> **WRITTEN REQUEST**
Count the lines in the rows below that contain the word "shirt". Reply with the number only.

> **MATERIAL PROVIDED**
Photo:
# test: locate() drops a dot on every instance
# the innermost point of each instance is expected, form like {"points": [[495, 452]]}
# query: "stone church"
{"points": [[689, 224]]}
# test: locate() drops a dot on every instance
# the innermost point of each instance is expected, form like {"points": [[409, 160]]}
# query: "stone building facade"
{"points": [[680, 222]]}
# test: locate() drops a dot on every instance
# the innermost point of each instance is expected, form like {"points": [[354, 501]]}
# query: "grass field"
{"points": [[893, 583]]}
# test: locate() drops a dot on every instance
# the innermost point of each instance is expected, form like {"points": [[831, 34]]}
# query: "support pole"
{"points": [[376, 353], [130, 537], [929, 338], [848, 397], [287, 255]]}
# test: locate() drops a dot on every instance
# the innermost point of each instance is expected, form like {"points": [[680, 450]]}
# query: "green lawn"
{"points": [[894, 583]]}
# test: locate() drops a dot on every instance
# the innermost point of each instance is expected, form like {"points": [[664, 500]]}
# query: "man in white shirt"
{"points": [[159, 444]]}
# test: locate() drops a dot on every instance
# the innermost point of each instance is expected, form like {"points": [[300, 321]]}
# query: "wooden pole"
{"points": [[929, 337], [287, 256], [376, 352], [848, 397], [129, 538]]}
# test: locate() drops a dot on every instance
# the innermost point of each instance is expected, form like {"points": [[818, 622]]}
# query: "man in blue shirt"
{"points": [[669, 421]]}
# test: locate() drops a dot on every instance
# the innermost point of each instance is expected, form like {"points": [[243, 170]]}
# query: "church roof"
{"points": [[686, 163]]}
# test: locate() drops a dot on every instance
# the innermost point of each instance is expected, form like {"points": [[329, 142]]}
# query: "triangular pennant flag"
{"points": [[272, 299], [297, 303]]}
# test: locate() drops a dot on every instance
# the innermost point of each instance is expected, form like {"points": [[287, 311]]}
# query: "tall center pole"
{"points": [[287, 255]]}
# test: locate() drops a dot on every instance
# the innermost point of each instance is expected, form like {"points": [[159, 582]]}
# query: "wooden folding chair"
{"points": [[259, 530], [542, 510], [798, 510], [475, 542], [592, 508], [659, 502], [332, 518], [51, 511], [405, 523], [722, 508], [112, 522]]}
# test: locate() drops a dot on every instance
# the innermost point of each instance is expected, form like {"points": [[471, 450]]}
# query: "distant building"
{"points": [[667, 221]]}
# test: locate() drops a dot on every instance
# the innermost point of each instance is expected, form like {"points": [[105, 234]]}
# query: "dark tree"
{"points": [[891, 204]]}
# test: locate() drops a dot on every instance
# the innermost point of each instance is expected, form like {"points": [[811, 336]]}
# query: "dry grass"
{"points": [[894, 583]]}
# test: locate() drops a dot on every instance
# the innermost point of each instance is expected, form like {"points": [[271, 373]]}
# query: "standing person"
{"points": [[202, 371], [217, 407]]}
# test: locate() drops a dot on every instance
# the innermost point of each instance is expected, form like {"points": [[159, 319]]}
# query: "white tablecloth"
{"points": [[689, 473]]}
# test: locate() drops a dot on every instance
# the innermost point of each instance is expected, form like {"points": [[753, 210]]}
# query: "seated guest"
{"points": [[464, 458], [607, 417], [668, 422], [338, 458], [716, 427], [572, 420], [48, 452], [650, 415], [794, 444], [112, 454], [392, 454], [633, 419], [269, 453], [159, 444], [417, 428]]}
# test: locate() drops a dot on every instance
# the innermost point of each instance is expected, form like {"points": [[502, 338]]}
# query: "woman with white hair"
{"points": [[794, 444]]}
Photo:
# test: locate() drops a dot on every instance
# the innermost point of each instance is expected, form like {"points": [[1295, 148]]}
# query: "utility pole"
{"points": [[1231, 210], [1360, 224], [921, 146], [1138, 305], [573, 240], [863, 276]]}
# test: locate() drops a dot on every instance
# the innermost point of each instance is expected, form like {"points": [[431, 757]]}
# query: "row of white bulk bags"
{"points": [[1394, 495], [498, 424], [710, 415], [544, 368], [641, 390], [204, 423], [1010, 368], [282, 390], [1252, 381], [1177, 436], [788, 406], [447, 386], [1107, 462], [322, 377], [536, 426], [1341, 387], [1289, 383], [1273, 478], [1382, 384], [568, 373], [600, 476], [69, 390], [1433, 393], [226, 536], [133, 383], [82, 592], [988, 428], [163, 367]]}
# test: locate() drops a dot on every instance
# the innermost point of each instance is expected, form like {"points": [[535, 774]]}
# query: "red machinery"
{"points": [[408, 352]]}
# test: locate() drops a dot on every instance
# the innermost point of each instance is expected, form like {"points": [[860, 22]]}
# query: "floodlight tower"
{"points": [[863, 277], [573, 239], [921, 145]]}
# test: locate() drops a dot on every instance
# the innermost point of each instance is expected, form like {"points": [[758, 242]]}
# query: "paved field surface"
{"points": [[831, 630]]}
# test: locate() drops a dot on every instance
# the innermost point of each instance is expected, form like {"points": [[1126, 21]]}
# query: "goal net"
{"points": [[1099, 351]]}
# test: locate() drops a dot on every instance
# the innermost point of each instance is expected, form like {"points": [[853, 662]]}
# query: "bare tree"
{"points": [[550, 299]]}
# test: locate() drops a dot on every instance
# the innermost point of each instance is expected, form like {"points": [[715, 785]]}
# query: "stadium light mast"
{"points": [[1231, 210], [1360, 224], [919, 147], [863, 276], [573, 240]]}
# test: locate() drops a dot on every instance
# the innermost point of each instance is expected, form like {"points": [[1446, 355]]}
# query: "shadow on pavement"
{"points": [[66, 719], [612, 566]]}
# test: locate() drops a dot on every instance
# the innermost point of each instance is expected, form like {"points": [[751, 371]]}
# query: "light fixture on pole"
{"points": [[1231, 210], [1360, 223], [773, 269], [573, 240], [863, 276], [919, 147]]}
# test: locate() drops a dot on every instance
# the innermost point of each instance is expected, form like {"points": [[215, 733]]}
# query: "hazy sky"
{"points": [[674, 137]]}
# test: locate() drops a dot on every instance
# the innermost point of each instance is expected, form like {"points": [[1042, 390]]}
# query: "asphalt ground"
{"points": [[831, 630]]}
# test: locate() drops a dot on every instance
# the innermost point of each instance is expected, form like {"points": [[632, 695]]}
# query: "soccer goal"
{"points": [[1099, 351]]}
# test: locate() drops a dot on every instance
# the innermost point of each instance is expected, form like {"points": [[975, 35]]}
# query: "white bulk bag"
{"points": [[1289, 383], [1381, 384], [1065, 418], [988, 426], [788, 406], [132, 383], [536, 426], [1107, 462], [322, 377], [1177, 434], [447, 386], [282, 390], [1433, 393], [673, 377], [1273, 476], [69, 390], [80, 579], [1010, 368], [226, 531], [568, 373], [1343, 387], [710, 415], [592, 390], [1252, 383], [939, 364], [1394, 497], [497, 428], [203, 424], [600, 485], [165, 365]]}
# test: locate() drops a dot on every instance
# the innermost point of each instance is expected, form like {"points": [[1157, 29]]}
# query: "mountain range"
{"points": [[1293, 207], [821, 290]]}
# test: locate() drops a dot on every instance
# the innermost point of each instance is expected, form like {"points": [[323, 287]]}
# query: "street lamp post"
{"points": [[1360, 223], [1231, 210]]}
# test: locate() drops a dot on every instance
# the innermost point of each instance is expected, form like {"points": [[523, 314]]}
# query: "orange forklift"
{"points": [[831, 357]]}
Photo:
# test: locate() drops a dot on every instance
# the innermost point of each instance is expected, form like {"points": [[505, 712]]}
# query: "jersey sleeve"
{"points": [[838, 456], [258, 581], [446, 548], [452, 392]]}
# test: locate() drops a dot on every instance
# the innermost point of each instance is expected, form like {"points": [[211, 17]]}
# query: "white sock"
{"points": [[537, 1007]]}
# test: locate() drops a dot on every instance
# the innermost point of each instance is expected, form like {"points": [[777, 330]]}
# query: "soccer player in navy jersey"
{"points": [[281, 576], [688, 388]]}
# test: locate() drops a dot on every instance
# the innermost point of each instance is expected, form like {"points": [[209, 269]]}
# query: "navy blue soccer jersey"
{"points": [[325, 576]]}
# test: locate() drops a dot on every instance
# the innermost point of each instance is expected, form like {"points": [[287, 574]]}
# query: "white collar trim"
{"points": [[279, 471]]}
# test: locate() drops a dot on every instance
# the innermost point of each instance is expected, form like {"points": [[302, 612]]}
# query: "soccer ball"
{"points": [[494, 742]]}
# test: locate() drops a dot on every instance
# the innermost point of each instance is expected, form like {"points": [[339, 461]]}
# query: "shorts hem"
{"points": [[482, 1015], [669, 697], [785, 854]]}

> **THE SOLUTION**
2